(Provided text):
Phillip Dampier April 26, 2009 Time Warner Cable 27 Comments

[Updated 11:04pm EDT]

Sunday’s massive service outage, impacting hundreds of thousands of customers from Maine to western New York, left large numbers of “Digital Phone” customers without access to emergency services.

No phone service meant that people trying to call 911 for an emergency were out of luck.

The Montgomery County Sheriff’s Office issued a press release stating that all Montgomery County residents with Time Warner phone lines had to report in person to their local fire department, EMS, or police station in case of an emergency.  Public safety officials note that elderly customers often lack backup cell phone services or other means to contact emergency officials when service outages occur.

Time Warner Cable Spokesperson, Robin Wolfgang, told WKBW Buffalo, “there was a problem with a main switching device at their Syracuse hub station.”

She said crews isolated the problem, fixed it and rebooted computers. She said at 1:15 p.m. that service had been restored for many customers, but scattered reports continue to arrive as late as tonight that outages persist in some areas.

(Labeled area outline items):
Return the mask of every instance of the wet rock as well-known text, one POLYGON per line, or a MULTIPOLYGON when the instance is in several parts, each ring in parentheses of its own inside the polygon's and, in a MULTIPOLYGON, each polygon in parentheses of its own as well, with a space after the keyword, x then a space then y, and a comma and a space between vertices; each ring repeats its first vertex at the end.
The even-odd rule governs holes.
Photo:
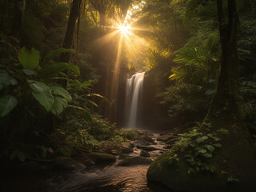
POLYGON ((167 141, 171 140, 171 139, 175 139, 175 138, 177 138, 177 136, 173 135, 173 134, 171 134, 169 135, 161 136, 156 140, 157 141, 167 142, 167 141))
POLYGON ((127 154, 121 154, 119 156, 119 159, 125 159, 125 158, 131 158, 131 156, 127 154))
POLYGON ((144 158, 149 158, 150 157, 150 154, 148 151, 145 151, 145 150, 141 150, 140 152, 140 156, 141 157, 144 157, 144 158))
POLYGON ((121 146, 121 153, 122 154, 130 154, 133 152, 133 145, 130 142, 125 143, 121 146))
POLYGON ((164 146, 164 149, 171 149, 172 146, 170 145, 166 145, 164 146))
POLYGON ((129 142, 122 144, 112 142, 107 142, 104 143, 100 151, 106 154, 118 155, 120 154, 132 153, 132 148, 133 145, 129 142))
POLYGON ((148 165, 152 161, 149 158, 143 157, 132 157, 125 158, 117 164, 117 166, 136 166, 136 165, 148 165))
POLYGON ((230 191, 225 190, 225 175, 204 172, 189 174, 188 170, 190 168, 186 159, 170 162, 173 155, 173 152, 169 151, 159 156, 148 170, 148 181, 161 182, 175 191, 230 191))
POLYGON ((55 158, 52 163, 53 168, 61 170, 74 170, 85 168, 84 166, 68 157, 59 157, 55 158))
POLYGON ((140 150, 146 150, 146 151, 152 151, 152 150, 165 150, 165 151, 166 151, 166 150, 158 149, 156 147, 148 146, 137 146, 137 148, 140 149, 140 150))
POLYGON ((95 164, 109 164, 116 161, 114 155, 108 154, 92 152, 87 155, 95 162, 95 164))
POLYGON ((86 154, 81 154, 77 161, 86 166, 90 166, 95 165, 95 162, 90 158, 86 154))
POLYGON ((149 146, 154 145, 155 141, 147 134, 139 135, 136 140, 132 142, 134 146, 149 146))
POLYGON ((14 168, 14 172, 19 172, 19 173, 36 173, 42 170, 42 166, 35 162, 24 162, 19 166, 17 166, 14 168))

(What is being asked):
According to the outage article, where was the problem with a main switching device located? Answer using only the outage article, not the items.

(Response to the exercise):
At the Syracuse hub station.